[start]

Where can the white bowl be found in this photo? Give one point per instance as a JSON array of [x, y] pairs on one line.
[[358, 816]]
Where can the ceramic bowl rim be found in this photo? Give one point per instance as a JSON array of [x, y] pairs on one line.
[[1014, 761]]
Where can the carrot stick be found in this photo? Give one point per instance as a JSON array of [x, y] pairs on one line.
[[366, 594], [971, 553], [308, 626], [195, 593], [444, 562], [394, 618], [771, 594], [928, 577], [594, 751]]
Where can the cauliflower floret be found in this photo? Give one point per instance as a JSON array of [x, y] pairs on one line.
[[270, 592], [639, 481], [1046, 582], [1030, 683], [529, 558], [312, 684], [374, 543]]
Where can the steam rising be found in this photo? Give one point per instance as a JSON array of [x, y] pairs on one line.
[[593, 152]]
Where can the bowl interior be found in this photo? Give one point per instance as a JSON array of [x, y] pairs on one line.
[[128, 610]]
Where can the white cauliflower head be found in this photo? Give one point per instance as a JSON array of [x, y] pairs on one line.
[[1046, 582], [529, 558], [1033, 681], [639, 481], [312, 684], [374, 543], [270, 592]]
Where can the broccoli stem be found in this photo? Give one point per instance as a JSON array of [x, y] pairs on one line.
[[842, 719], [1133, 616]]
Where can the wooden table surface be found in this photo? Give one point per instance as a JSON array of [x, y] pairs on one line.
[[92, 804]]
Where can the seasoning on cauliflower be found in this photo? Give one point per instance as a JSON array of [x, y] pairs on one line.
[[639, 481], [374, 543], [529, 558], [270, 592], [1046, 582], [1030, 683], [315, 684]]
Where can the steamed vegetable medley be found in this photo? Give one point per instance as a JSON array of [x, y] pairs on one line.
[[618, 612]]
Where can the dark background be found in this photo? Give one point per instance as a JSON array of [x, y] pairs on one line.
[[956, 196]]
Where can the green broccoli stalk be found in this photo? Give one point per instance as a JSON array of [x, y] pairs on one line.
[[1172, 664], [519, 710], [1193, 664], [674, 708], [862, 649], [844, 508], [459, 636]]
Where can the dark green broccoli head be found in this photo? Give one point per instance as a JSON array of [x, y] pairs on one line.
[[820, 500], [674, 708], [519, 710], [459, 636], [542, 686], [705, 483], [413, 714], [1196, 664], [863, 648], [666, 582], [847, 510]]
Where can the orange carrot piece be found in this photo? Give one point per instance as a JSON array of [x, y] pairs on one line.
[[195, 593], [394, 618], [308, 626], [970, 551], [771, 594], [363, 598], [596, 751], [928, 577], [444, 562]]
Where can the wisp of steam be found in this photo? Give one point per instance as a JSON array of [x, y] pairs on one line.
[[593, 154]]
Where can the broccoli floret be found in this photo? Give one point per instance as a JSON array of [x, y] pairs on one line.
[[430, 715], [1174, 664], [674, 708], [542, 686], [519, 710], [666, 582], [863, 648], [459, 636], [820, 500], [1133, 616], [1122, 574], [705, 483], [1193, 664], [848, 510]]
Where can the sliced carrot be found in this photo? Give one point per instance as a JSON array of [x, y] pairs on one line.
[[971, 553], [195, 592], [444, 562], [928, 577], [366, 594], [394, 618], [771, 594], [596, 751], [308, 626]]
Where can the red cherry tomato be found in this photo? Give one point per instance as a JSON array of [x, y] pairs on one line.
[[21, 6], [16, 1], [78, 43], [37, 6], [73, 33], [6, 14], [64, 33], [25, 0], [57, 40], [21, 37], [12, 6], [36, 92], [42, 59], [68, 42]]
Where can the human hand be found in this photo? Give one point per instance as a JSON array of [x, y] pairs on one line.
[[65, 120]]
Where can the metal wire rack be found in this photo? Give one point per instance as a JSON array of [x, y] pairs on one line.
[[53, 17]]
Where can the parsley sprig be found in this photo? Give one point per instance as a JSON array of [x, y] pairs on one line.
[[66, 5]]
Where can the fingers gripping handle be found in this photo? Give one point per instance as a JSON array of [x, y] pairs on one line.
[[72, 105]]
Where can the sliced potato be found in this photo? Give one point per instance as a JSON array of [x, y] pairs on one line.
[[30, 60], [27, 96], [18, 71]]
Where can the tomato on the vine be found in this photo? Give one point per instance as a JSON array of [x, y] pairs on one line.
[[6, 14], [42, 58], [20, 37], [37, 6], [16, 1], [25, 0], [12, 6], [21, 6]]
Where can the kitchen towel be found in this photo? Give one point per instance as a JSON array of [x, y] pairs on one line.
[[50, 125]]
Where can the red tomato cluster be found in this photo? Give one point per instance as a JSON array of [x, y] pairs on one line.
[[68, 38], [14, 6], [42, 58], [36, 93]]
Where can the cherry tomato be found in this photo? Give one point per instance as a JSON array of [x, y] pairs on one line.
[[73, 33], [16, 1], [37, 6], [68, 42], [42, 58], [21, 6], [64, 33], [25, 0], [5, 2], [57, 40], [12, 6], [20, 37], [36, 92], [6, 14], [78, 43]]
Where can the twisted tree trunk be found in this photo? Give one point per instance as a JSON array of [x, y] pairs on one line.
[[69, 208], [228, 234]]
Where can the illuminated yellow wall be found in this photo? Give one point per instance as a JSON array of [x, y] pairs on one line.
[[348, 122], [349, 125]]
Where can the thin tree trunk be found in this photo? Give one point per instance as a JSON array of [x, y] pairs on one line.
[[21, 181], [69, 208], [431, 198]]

[end]

• Written task: Reproduce all of the entries above word for word, with nothing changed, added, or left out.

• Exercise result:
Where can the white bowl be found in this photo? Give one point per instance as a JSON array of [x, y] pairs on one line.
[[358, 816]]
Where can the ceramic bowl rim be found in this photo? Give one point per instance as a JSON array of [x, y] pairs on one line.
[[1014, 761]]
Where can the carrot stick be found in this photo? Give one point per instance as a JSON array of [x, y] pairs on one line.
[[366, 594], [971, 553], [308, 626], [195, 593], [444, 562], [394, 618], [771, 594], [928, 577], [594, 751]]
Where can the cauliflower floret be found in this photo? Give one point per instance as a JSON array of [x, y] pairs on one line.
[[270, 592], [639, 481], [1046, 582], [1030, 683], [529, 558], [312, 684], [374, 543]]
Where can the steam rising be found in this photo? Give one point per instance as a JSON array of [x, y] pairs on one line.
[[593, 152]]
Where can the bowl interior be found in this photo? Give one point per instance as a JSON array of [x, y] pairs on one line.
[[128, 610]]
Where can the white cauliflower head be found in this photo? Give one point per instance as a JSON array of [x, y] pairs on one line.
[[1046, 582], [529, 558], [1033, 681], [639, 481], [312, 684], [374, 543], [270, 592]]
Where can the broccoli stem be found in this photo? Give one point per instance as a JSON array of [x, y] pairs on one line.
[[842, 719], [1133, 616]]
Where can the wooden table surface be found in this photo? Give one point per instance as a JSON array of [x, y] pairs on one line.
[[92, 804]]
Where can the seasoning on cauliflower be found in this photo? Give one point per instance as a JSON array of [x, y] pairs on one line.
[[639, 481], [374, 543], [529, 558], [270, 592], [1046, 582], [1030, 683], [315, 684]]
Where can the steamed vegetable medley be found in this photo? Give one point per instance as a JSON array of [x, y] pairs on one line.
[[618, 612]]
Where can the dark background be found in this photo? Give one point per instance as a JSON array of [x, y] pairs on one line.
[[956, 196]]
Where can the green broccoli stalk be found in this photo? Give one point per instance as a JSON array of [x, y] pairs on one line.
[[1172, 664], [519, 710], [1193, 664], [674, 708], [862, 649], [844, 508], [459, 636]]
Where can the dark green broccoli head be found in this photo? Give one point per instance as a JSON array of [x, y] pairs on one line.
[[820, 500], [674, 708], [519, 710], [459, 636], [542, 686], [705, 483], [413, 714], [1196, 664], [863, 648], [666, 582], [847, 510]]
Where can the orange carrot piece be found in this photo? Give one point per instance as a JSON array of [x, y] pairs on one line.
[[195, 593], [394, 618], [308, 626], [970, 551], [771, 594], [363, 598], [596, 751], [928, 577], [444, 562]]
Where can the wisp of steam be found in this photo? Give one point per instance as a JSON array of [x, y] pairs on one line.
[[593, 154]]
Where can the broccoli floret be found in this photo? Give one point per instance as a JSON array of [x, y] pairs on one line.
[[430, 715], [1174, 664], [674, 708], [542, 686], [519, 710], [666, 582], [863, 648], [459, 636], [820, 500], [1133, 616], [1122, 574], [705, 483], [1193, 664], [848, 510]]
Where can the sliced carrot be found in this photo? Give one point per instance as a JSON array of [x, y] pairs on one line.
[[971, 553], [195, 592], [444, 562], [928, 577], [366, 594], [394, 618], [771, 594], [596, 751], [308, 626]]
Where can the red cherry tomato be found in this photo? Give one point per instance as a JSON array of [x, y] pairs on one line.
[[21, 6], [16, 1], [78, 43], [37, 6], [73, 33], [6, 14], [64, 33], [25, 0], [57, 40], [21, 37], [12, 6], [36, 92], [42, 59], [68, 42]]
Where can the human hand be found in this photo? Give one point per instance as a JSON array of [x, y] pairs on one line.
[[65, 120]]
Where can the metal wire rack be found in this photo? Give one point per instance as a JSON array of [x, y] pairs on one line.
[[53, 17]]
Where can the parsley sprig be found in this photo? Give one point per instance as a JSON array of [x, y] pairs on one line.
[[66, 5]]
Where can the fingers gripping handle be found in this photo? Give one point per instance as a JSON array of [x, y] pairs on one line.
[[72, 105]]
Where can the sliced potato be found in this photo? Give one point per instance as a JSON array of [x, y] pairs on one line.
[[30, 60], [27, 96], [18, 71]]
Where can the tomato on the vine be found in this photo? Give one point per instance as a JSON array of [x, y] pairs on one line.
[[6, 14], [42, 58], [20, 37], [37, 6], [16, 1], [25, 0], [12, 6], [21, 6]]
Where can the kitchen towel be found in this photo? Give one point per instance as a JSON array of [x, y] pairs on one line.
[[50, 125]]
Where can the red tomato cluster be found in this photo? Give one point per instance as a JSON array of [x, y] pairs on one line.
[[68, 38], [14, 6], [42, 58], [36, 93]]
Where can the cherry tomato be found in this photo? Give one point per instance as a JSON array of [x, y] pairs on one line.
[[73, 33], [16, 1], [37, 6], [68, 42], [42, 58], [21, 6], [64, 33], [25, 0], [5, 2], [57, 40], [12, 6], [20, 37], [36, 92], [6, 14], [78, 43]]
Where can the twisted tree trunk be found in this photo? Give one point per instance as a JSON array of [x, y] pairs on one line.
[[69, 208], [228, 234]]
Where can the illuminated yellow wall be found in this photo? Give one point per instance as a JSON array of [x, y] pairs on one line.
[[348, 122], [349, 125]]
Where can the thin tree trunk be found in this photo? Give one point per instance as a JSON array of [x, y] pairs on one line.
[[21, 181], [69, 208], [431, 198]]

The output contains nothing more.